• **WHAT YOU HAVE TO DO**
Each entry must appear again exactly as it does in the source.

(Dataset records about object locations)
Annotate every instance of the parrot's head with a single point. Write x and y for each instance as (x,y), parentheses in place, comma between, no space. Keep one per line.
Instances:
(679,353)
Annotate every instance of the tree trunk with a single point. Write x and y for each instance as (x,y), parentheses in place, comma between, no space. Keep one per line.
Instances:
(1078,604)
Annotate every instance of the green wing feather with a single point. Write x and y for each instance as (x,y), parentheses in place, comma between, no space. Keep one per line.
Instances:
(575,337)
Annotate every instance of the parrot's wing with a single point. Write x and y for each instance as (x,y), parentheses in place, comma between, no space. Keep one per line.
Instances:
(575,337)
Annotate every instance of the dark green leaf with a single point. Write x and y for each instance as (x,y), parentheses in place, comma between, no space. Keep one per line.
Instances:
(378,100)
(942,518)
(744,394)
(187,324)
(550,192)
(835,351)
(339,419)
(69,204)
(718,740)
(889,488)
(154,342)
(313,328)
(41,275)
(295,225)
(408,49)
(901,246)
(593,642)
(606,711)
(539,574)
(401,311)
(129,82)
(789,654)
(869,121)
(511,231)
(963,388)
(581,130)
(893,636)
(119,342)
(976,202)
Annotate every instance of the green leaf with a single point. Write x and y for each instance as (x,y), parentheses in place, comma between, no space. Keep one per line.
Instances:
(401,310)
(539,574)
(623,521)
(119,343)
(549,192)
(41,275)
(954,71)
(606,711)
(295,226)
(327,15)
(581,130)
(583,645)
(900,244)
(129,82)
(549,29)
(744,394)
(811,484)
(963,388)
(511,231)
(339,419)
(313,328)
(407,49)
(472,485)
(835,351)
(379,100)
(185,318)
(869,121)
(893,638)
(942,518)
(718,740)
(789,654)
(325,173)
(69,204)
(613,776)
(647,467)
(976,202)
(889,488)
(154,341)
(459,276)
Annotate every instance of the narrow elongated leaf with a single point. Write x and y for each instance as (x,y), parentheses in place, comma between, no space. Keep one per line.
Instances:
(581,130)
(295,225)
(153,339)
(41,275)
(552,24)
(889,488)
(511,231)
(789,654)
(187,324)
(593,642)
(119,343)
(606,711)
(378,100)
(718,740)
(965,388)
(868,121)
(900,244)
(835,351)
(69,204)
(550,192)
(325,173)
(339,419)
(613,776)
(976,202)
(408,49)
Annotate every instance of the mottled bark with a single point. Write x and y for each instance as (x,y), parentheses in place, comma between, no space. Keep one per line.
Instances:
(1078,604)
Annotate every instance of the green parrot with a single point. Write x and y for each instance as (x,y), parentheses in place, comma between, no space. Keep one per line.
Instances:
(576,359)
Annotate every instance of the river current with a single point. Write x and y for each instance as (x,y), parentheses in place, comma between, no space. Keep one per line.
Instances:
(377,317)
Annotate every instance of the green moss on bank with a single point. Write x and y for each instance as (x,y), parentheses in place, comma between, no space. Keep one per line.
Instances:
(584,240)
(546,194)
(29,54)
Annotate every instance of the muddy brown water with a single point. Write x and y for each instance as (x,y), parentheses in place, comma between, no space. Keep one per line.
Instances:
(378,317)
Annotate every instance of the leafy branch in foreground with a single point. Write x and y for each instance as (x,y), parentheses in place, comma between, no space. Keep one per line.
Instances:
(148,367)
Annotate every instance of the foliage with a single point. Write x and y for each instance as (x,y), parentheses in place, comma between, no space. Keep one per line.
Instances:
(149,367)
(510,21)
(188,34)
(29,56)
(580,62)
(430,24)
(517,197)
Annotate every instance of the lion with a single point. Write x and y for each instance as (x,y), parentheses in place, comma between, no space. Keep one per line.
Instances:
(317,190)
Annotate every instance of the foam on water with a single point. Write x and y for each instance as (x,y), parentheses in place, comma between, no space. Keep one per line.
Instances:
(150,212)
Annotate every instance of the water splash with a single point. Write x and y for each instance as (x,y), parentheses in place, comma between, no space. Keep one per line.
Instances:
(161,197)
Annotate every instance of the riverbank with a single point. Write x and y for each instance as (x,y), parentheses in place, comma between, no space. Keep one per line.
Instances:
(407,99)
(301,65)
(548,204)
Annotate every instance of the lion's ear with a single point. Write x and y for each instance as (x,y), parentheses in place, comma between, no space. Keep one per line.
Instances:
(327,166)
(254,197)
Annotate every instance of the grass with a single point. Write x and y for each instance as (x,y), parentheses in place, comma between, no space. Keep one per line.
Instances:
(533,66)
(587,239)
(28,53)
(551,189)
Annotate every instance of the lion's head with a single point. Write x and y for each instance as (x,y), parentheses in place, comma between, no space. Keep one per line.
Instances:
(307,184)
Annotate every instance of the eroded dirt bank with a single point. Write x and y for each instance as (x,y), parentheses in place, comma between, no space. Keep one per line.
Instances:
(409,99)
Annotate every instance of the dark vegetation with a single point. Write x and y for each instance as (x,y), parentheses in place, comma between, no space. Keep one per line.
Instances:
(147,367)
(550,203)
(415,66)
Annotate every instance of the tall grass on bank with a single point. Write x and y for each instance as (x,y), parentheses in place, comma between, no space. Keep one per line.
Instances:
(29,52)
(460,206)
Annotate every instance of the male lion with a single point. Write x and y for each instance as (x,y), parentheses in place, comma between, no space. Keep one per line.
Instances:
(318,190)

• **RESULT BELOW**
Annotate every instance of the parrot's head with a single point. Write x and y for each instance as (x,y), parentheses in place, comma between, no space. Keep one per line.
Instances:
(679,353)
Annotate every instance of the tree trunk with a single point. Write x and y for each instance as (x,y), parentheses in place, comma between, no space. Keep one per line.
Instances:
(1078,604)
Annotate every instance of the green wing feather with a single point. Write x and y for each instance as (x,y), parentheses in place, comma between, no space. Keep one per line.
Instances:
(575,337)
Annotate every instance of the parrot's wing with a single point. Write x and y for each instance as (x,y), parentheses in place, comma between, no space. Keep one per line.
Instances:
(575,337)
Annotate every instance of the dark green leaf with a single point. Write x and y for each instance as (x,y), parentheses in place, comma between, no space. Keep one per line.
Instances:
(378,100)
(942,518)
(744,394)
(187,324)
(550,192)
(835,351)
(339,419)
(69,204)
(718,740)
(889,488)
(154,342)
(313,328)
(41,275)
(295,225)
(408,49)
(901,246)
(593,642)
(606,711)
(539,574)
(401,311)
(129,82)
(789,654)
(869,121)
(511,231)
(963,388)
(581,130)
(893,636)
(119,342)
(976,202)
Annotate every instance of the green leaf with a single point. Write x and y for each instance as (x,y), parentheses in place, comma between, no space. Keep one per line.
Instances:
(401,310)
(539,574)
(623,521)
(119,343)
(549,192)
(41,275)
(954,71)
(606,711)
(295,226)
(327,15)
(581,130)
(583,645)
(900,244)
(129,82)
(549,29)
(744,394)
(811,484)
(963,388)
(511,231)
(339,419)
(313,328)
(407,49)
(472,485)
(835,351)
(379,100)
(185,318)
(869,121)
(893,638)
(942,518)
(718,740)
(789,654)
(325,173)
(69,204)
(613,776)
(647,467)
(976,202)
(889,488)
(154,341)
(459,276)
Annotate every instance of the narrow elongated leaf with a single point. Write x and y for each instance as (x,y), parentheses in place, comma between, no space. Keep one per line.
Instances:
(581,130)
(295,225)
(153,339)
(41,275)
(552,24)
(889,488)
(511,231)
(789,654)
(187,324)
(593,642)
(119,343)
(606,711)
(378,100)
(718,740)
(965,388)
(868,121)
(900,244)
(835,351)
(69,204)
(550,192)
(325,173)
(339,419)
(613,776)
(976,202)
(408,49)
Annotate every instance of the mottled bark with a single point. Write x and y for each instance as (x,y), parentheses in place, comma between, no space. Keep one per line.
Instances:
(1078,604)
Annotate every instance of the green parrot with a single point. Write x and y for each instance as (x,y), parentheses in place, comma between, no space. Keep one per line.
Instances:
(576,359)
Annotate every instance of the river current with a single point. Write x and y for each instance as (x,y), parentheses in place, comma between, no space. Keep one per line.
Instances:
(377,317)
Annotate every instance of the green moss on bank with a single point. Write x and y for each instance as (x,y), parentheses in place, comma between, no space. Keep one per line.
Instances:
(584,240)
(546,194)
(29,54)
Annotate every instance of the muddy brown water with a single point. Write x and y for each instance as (x,y), parentheses in place, comma between, no space. Keep one per line.
Instances:
(378,317)
Annotate every instance of the leafy branch in foreground with a single point. Write x and y for each instance as (x,y), parentheses in place, comma between, no space. Keep one per line.
Instances:
(148,367)
Annotate every instance of the foliage with a single point. Write x and y for each instance as (x,y), parentheses in place, comma between, no space. Keep one per line.
Instances:
(149,367)
(510,21)
(188,34)
(29,56)
(580,62)
(430,24)
(517,197)
Annotate every instance of the lion with a single point. Write x and y for each instance as (x,y), parentheses in place, comma between, no space. Keep one per line.
Instances:
(317,190)
Annotate every instance of the foam on water with a single point. Write x and y for each instance as (x,y), parentheses in place, comma between, no space. Keep one per line.
Instances:
(150,212)
Annotate every instance of the water splash with a single point. Write x and y for each instance as (x,y), parentheses in place, comma between, no space. Keep one per line.
Instances:
(161,197)
Annotate every instance of the riverbank with a single point. Write x and y for each instance as (x,y), parentheses in place, comma between, no space. Keep one per line.
Instances:
(407,99)
(301,65)
(548,204)
Annotate every instance of the lion's ear with a single point. Write x and y for each instance as (x,y), parentheses in place, comma between, no space. Keep one per line.
Instances:
(327,166)
(254,197)
Annotate every instance of the grass with a single point. Write x and y for each instance as (x,y), parentheses in place, comma between, no space. Keep one per line.
Instances:
(533,66)
(587,239)
(28,53)
(551,189)
Annotate every instance of the lion's head with a single point. Write x and y for each instance as (x,y), parentheses in place, comma between, no space. Keep one per line.
Instances:
(307,184)
Annotate every instance of the eroded dirt bank with a single point. Write x and y for each instance as (x,y), parentheses in place, comma between, no space. Keep one per line.
Instances:
(409,99)
Annotate every instance of the dark vegetation with a single point. Write x and y for each instance as (x,y), parentheses in place, comma between, no space. Keep one per line.
Instances:
(147,367)
(550,203)
(415,66)
Annotate every instance of the tall grass on bank with a single point. Write x and y for each instance as (x,y), parentheses in place, comma between, no space. Keep one per line.
Instances:
(29,52)
(460,206)
Annotate every instance of the male lion with a single point. Write x and y for each instance as (x,y), parentheses in place, comma between, no space. Keep one per line.
Instances:
(318,190)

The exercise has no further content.